It has been suggested that abnormalities of neural plasticity may underlie important neuropsychiatric disorders such as schizophrenia (Haracz, 1985). Neural and brain plasticity refer to the brain's ability to change structure and function in response to experience (Kolb and Whishaw, 1998). The mechanisms involved in these plastic responses include changes in synaptic activity, increases in dendritic length, changes in spine density, synapse formation, increased glial activity and neurogenesis (Kempermann et al., 2000). Two well-explored plastic mechanisms are long-term potentiation (LTP) and long-term depression (LTD). These are activity-dependent alterations in synaptic activity levels produced by repeated neuronal stimulation and are believed to be involved in learning and memory Braunewell and Manahan-Vaughan, 2001, Miller and Mayford, 1999.

Several lines of research suggest that there are likely to be abnormalities of neural plasticity in patients with schizophrenia. First, several post mortem studies have found abnormalities in brain components required for adaptive cellular processes including GAP-43 (Benowitz and Routtenberg, 1997) and MAP-2 (Cotter et al., 1997) as well as abnormal axonal sprouting and abnormal axodendritic synapses Uranova, 1996, Uranova et al., 1996. Second, evidence implicates dysfunction at N-methyl d-aspartate (NMDA) glutamate receptors in the pathogenesis of schizophrenia (Olney and Farber, 1995) and normal NMDA receptor function is crucial for a number of forms of synaptic plasticity including hippocampal LTP and LTD (Malenka and Nicoll, 1993). There is also evidence that adult patients with schizophrenia have an overrepresentation of the immature' NR2D subunit of the NMDA receptor in the prefrontal cortex (PFC) (Akbarian et al., 1996). This pattern of the NMDA receptor is associated with abnormal LTD and LTP (Okabe et al., 1998). Finally, several recent genetic studies suggest the involvement in schizophrenia of abnormalities in proteins, such as dysbindin and neuregulin 1 (NRG1), which are involved in NMDA receptor regulation and synaptic plasticity Stefansson et al., 2002, Straub et al., 2002.

☆ ☆ ☆ ☆

#### COMPLETE THE FOLLOWING
1. Condense the paragraph of the neural plasticity and schizophrenia text that begins "Several lines of research suggest" into a short bulleted list, keeping its main facts.
2. Continue the text on neural plasticity and schizophrenia from its final sentence.

Collected data entries

☆ ☆ ☆ ☆

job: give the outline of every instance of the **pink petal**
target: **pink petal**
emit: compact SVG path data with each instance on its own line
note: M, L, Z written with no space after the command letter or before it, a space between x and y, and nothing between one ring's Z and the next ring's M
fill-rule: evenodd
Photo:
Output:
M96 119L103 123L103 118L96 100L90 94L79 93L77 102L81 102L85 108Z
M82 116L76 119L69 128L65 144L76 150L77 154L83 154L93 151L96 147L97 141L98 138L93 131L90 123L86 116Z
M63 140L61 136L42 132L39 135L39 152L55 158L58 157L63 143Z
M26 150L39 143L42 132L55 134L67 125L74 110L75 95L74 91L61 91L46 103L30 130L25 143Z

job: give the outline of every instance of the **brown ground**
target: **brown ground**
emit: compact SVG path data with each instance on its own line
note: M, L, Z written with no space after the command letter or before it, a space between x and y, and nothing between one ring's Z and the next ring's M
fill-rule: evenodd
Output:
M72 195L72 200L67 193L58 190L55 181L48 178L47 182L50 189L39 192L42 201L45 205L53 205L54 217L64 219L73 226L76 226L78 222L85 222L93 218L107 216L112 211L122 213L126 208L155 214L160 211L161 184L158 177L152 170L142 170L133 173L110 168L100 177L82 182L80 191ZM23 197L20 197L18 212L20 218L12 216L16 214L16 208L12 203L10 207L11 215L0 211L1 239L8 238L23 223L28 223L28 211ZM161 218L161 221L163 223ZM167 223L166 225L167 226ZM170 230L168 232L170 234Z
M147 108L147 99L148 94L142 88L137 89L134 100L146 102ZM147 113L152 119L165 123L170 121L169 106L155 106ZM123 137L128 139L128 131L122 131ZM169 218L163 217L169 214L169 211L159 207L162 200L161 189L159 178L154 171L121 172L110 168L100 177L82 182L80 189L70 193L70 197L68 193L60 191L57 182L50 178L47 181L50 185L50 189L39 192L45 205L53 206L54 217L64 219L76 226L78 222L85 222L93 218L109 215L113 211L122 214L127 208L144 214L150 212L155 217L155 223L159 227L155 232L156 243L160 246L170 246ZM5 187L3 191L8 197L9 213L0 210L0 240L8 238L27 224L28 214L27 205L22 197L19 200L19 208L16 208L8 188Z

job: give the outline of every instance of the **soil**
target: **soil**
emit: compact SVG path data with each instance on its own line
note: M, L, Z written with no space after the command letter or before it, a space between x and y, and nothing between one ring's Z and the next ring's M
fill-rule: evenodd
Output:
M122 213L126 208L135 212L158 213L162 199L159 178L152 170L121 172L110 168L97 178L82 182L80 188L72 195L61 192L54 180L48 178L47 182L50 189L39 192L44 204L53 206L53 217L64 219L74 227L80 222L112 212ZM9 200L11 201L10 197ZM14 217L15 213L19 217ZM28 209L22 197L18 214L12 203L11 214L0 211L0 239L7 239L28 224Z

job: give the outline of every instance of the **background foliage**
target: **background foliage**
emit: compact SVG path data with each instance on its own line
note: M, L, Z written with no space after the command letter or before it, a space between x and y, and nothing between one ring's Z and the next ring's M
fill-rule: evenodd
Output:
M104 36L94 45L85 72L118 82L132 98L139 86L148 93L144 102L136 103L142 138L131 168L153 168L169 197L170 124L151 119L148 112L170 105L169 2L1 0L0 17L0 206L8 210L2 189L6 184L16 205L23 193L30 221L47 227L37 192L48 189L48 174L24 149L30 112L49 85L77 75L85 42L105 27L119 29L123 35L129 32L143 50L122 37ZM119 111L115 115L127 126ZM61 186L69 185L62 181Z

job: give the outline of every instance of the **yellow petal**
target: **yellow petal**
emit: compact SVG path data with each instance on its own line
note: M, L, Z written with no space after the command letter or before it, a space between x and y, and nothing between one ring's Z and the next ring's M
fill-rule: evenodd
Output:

☆ ☆ ☆ ☆

#### RESPONSES IN ORDER
1.
Three lines of research point to abnormal neural plasticity in schizophrenia:
- **Post mortem findings:** abnormalities in components needed for adaptive cellular processes (GAP-43, MAP-2), plus abnormal axonal sprouting and abnormal axodendritic synapses.
- **NMDA receptor dysfunction:**
  - NMDA receptor dysfunction is implicated in the disorder's pathogenesis.
  - Normal NMDA receptor function is crucial for several forms of synaptic plasticity, including hippocampal LTP and LTD.
  - Adult patients show an overrepresentation of the immature NR2D subunit in the prefrontal cortex, a pattern associated with abnormal LTP and LTD.
- **Genetic studies:** these implicate abnormalities in proteins such as dysbindin and neuregulin 1 (NRG1), which are involved in NMDA receptor regulation and synaptic plasticity.

2.
Transcranial magnetic stimulation (TMS) techniques can be used to study the excitability of motor systems and brain plastic processes in vivo. Single and paired pulse TMS techniques can be used to assess inhibitory activity in the motor cortex Ferbert et al., 1992, Kujirai et al., 1993. Several studies have found that patients with schizophrenia exhibit deficits on TMS measures of cortical inhibitory activity Daskalakis et al., 2002, Fitzgerald et al., 2002a, Fitzgerald et al., 2002b, Fitzgerald et al., 2003. Repetitive TMS (rTMS) applied to the motor cortex can be used to alter cortical excitability in a way that persists beyond the time of the stimulation train (Chen and Seitz, 2001). For example, stimulation for 15 min at 1 Hz in normal subjects reduces cortical excitability as demonstrated by an increase in resting motor threshold (RMT) levels and decreased motor-evoked potential (MEP) size Chen et al., 1997, Fitzgerald et al., 2002a, Fitzgerald et al., 2002b. Although the mechanism underlying this reduction in excitability remains uncertain, the stimulation parameters utilized in these experiments are remarkably similar to those applied in basic cellular physiology experiments to induce LTD (Hoffman and Cavus, 2002).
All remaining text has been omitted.